--- START EXTRACT ---

Heat pumps, sewage and sewage lines

So a heat pump works better when the gass or liquid it is stealing heat from is warmer.
A brief search shows that the average temperature of  municipal sewage is 50° to 70  ° F.
I'm gonna guess that the air in the system is a similar temperature.
This gives me some crazy ideas.

-An air sourced heat pump that gets its air source from sewage vents.
To avoid breaking the  liquid seals in the traps we would put in as much air as we extract.
-A liquid sourced heat pump that draws heat from grey water heals  in an insulated tank.
Held greywater tends to turn into to black water, but aeration can  prevent that.
-A liquid sourced heat pump that draws from a counterflow heat exchanger.This could be the least efficient.

I think the air sourced pump could be better because it will get cooler temps overall which will help for cooling, plus no tank of dirty water to deal with.

In a house that has city sewage but doesn't use it, there is way more leeway for such a system.

In house with a septic system, there is already a giant underground container of dirty water.
This could be a place to put a coil.

William Bronson wrote: So a heat pump works better when the gass or liquid it is stealing heat from is warmer.
A brief search shows that the average temperature of  municipal sewage is 50° to 70  ° F.
I'm gonna guess that the air in the system is a similar temperature.
This gives me some crazy ideas.

--- END EXTRACT ---
--- START PROVIDED RECORDS ---

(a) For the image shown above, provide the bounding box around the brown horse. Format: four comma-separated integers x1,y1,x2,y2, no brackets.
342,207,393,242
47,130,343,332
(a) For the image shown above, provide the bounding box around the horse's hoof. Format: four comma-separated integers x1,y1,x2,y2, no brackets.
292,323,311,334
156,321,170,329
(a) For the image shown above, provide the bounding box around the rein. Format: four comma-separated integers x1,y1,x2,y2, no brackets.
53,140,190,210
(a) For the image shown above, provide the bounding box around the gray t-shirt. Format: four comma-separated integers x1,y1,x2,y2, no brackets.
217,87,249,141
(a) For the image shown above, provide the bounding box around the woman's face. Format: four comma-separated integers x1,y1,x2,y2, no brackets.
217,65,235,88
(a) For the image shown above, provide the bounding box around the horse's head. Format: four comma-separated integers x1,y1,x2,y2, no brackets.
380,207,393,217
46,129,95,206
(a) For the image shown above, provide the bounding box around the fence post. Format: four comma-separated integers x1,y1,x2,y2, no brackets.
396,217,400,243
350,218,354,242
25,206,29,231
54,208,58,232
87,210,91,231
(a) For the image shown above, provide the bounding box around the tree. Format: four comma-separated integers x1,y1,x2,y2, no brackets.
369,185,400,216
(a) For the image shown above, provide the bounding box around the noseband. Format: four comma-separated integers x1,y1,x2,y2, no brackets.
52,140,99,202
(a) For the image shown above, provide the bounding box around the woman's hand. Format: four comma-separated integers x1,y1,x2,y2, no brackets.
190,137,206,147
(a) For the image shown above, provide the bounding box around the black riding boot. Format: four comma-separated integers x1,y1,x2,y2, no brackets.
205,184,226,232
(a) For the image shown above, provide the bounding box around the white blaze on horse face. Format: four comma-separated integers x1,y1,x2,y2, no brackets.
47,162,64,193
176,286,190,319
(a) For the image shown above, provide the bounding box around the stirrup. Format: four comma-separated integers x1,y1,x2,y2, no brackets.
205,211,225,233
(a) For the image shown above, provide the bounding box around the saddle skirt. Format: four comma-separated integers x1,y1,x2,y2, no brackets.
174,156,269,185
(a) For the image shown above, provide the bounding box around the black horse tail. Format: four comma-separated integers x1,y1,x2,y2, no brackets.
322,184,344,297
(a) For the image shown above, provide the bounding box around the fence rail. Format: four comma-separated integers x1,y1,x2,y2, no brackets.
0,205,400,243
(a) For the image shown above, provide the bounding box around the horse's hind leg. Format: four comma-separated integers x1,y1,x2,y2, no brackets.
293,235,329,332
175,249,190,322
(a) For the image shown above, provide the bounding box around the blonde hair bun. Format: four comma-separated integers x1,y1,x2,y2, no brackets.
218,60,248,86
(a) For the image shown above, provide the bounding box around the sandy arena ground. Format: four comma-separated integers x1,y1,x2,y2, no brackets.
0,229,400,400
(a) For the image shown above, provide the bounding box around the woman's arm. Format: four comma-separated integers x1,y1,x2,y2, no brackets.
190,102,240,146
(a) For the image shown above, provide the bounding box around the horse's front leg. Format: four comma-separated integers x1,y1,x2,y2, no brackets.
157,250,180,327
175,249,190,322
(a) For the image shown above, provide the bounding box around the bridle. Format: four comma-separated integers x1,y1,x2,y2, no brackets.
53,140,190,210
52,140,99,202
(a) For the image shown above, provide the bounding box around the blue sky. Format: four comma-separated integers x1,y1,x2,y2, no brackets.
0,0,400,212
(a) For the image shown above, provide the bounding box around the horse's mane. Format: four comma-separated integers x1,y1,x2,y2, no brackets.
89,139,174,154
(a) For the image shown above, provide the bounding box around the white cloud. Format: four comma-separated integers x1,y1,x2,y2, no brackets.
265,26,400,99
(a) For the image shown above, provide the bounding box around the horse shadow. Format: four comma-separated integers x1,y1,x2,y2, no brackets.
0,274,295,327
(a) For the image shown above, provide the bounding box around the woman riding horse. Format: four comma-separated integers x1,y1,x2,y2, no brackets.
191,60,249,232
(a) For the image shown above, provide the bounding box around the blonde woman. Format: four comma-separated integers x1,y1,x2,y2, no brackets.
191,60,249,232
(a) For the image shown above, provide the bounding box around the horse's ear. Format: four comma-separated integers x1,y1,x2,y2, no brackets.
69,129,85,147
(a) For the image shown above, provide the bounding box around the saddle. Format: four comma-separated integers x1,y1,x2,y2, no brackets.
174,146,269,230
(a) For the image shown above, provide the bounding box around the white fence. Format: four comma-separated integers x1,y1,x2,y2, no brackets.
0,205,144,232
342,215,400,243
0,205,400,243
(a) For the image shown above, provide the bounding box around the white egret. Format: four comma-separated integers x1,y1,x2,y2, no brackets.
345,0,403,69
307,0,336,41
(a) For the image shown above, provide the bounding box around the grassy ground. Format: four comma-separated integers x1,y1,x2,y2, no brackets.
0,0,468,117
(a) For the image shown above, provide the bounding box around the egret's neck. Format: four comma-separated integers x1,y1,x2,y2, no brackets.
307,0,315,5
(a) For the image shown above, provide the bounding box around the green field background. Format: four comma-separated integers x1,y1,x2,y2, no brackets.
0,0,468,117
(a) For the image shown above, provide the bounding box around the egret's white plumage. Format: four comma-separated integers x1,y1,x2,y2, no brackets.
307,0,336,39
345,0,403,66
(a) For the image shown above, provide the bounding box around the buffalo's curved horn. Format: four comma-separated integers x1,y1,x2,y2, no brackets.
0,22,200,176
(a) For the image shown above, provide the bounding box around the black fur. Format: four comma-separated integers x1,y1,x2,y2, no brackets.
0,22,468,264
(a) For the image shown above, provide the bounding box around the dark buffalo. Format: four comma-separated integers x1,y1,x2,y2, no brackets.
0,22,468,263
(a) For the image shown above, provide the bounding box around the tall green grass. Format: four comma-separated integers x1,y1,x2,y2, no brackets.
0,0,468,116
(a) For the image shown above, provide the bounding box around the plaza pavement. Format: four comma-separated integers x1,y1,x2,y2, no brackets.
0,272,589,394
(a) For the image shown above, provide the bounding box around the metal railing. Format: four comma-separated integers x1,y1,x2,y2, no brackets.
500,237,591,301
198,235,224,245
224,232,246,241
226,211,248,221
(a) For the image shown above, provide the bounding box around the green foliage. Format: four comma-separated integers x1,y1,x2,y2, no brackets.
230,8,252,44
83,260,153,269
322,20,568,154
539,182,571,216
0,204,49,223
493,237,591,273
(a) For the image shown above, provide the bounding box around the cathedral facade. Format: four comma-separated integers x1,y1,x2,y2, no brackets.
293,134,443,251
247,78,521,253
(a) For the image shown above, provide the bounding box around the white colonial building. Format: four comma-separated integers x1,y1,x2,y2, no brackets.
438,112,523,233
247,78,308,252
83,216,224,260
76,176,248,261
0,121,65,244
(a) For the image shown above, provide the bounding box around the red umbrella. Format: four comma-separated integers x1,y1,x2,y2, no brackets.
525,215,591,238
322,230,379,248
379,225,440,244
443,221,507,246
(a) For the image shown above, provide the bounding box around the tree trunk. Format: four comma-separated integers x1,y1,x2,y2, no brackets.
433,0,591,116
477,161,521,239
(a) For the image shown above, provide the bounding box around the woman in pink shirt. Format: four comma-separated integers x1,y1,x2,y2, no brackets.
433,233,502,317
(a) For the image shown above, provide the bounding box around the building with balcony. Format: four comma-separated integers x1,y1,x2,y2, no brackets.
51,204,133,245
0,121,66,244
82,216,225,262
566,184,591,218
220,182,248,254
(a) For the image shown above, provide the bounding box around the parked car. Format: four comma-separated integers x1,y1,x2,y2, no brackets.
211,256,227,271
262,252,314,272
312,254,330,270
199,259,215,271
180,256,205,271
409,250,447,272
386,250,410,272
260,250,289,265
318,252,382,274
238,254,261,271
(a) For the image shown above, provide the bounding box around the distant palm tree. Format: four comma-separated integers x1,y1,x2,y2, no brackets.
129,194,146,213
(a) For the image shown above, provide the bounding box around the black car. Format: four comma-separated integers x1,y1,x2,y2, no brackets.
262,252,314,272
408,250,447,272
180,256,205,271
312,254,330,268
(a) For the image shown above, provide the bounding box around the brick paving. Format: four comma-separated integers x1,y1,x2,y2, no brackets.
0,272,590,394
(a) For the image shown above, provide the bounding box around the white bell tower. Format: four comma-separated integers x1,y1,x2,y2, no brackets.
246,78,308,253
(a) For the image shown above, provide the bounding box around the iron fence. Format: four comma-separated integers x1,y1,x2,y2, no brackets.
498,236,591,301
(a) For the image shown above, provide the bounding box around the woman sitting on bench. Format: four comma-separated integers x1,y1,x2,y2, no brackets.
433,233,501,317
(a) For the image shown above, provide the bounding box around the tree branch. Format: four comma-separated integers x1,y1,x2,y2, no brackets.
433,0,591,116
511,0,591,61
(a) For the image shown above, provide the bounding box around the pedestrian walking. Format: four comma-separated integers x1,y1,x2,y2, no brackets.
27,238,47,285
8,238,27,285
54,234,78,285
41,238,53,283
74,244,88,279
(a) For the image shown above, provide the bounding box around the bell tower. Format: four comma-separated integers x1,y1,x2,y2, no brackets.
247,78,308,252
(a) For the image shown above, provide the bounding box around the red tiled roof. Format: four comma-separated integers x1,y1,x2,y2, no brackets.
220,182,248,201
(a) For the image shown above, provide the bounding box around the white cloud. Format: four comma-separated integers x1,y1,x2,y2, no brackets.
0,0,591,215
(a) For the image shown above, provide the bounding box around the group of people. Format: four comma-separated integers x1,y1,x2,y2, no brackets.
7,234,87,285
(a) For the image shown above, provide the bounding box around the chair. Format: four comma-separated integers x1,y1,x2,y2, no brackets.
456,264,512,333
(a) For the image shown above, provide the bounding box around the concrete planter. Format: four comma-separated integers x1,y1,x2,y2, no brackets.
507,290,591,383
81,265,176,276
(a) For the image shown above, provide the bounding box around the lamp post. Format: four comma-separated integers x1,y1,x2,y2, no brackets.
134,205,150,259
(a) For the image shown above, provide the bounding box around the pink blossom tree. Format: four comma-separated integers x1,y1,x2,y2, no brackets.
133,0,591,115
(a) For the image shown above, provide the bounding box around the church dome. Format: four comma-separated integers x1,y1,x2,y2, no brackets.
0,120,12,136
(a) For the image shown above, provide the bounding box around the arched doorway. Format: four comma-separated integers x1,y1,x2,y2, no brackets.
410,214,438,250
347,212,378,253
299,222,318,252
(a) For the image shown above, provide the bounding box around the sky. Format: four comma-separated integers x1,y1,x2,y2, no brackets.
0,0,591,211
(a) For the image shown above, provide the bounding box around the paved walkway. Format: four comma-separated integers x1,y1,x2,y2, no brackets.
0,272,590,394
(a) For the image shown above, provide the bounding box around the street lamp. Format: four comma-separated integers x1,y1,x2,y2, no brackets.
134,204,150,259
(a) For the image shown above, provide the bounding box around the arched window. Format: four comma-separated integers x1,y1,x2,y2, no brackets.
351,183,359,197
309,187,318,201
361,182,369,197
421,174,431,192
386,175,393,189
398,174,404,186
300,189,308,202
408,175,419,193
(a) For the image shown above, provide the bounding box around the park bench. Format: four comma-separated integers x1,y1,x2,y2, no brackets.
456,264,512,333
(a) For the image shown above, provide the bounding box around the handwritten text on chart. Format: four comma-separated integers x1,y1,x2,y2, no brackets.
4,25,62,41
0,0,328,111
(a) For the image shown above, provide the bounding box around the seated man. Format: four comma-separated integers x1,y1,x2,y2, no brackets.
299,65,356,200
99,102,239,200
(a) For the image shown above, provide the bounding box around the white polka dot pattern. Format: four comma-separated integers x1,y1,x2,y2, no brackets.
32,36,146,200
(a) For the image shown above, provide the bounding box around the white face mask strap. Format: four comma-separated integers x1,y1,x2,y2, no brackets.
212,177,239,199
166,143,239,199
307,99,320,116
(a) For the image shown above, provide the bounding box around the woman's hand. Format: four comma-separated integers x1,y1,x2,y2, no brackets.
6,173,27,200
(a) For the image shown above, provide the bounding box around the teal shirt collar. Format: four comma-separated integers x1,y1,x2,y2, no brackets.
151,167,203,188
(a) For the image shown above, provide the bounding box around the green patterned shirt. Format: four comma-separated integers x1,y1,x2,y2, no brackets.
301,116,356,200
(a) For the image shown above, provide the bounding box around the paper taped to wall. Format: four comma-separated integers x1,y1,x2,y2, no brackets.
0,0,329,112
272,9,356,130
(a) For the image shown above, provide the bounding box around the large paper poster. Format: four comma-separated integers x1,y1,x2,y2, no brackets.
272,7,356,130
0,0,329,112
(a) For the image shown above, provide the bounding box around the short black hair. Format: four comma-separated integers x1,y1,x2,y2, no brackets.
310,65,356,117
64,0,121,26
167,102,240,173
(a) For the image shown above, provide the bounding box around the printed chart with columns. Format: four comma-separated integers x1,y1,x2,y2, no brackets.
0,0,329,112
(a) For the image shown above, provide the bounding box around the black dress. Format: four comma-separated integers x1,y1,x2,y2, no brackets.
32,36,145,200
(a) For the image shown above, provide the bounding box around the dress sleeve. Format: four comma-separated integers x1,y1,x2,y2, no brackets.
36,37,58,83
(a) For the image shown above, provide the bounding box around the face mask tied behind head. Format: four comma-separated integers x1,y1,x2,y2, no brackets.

--- END PROVIDED RECORDS ---

== WHAT THE EXERCISE ASKS ==
Rewrite the heat pump thread starting at "To avoid breaking" and ending at "the least efficient.", changing "aeration" to "agitation". The listing is separate from the heat pump thread.

== FINAL RESULT ==
To avoid breaking the  liquid seals in the traps we would put in as much air as we extract.
-A liquid sourced heat pump that draws heat from grey water heals  in an insulated tank.
Held greywater tends to turn into to black water, but agitation can  prevent that.
-A liquid sourced heat pump that draws from a counterflow heat exchanger.This could be the least efficient.